### What is expected
Every line holding "yellow" should be copied from the records below.

::: Entries shown :::

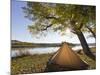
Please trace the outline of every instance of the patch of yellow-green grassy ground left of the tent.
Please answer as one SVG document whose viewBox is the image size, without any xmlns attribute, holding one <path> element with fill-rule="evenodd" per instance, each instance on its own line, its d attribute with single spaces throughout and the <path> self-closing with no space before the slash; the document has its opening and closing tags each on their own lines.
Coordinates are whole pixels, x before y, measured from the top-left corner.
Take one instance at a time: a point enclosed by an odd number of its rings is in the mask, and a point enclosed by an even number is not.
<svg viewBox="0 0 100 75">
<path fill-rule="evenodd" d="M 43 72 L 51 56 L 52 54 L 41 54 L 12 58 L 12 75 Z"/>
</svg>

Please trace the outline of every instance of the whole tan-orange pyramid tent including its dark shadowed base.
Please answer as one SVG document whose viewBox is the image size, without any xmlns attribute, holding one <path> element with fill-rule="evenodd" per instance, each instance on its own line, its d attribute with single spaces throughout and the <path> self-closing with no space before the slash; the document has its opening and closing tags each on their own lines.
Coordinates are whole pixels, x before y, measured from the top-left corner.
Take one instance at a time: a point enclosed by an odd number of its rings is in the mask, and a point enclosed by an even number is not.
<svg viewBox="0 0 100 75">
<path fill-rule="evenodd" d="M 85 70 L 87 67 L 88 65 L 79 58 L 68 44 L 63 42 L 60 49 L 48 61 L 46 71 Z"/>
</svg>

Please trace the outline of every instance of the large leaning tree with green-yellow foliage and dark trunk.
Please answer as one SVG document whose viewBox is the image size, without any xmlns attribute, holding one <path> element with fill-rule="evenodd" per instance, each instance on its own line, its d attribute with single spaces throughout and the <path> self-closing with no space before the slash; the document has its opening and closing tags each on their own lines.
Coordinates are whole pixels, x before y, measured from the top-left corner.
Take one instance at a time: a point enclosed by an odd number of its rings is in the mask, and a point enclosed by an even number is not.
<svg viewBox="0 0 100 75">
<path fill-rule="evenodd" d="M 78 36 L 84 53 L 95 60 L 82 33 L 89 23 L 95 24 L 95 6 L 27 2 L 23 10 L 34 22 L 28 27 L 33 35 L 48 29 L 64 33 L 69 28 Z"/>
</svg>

:::
::: Entries shown :::

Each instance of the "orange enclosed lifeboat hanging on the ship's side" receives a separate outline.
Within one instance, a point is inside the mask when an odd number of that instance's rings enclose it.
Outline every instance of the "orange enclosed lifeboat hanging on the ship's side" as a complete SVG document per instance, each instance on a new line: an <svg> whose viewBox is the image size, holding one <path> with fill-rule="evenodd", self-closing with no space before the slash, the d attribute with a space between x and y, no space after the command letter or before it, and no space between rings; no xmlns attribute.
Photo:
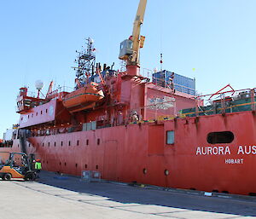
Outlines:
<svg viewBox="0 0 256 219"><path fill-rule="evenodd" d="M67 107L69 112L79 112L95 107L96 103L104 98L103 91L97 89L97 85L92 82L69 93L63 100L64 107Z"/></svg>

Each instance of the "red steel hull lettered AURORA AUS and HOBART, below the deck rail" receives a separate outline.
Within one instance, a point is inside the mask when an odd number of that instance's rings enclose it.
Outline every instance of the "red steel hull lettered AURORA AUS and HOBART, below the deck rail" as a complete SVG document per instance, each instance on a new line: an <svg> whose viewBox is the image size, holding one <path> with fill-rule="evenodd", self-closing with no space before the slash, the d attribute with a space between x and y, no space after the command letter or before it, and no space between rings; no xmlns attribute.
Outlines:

:::

### Answer box
Please trace the outline of every instance of the patch of yellow-green grassy ground left of the tent.
Please trace the outline of every instance of the large leaning tree with green-yellow foliage and dark trunk.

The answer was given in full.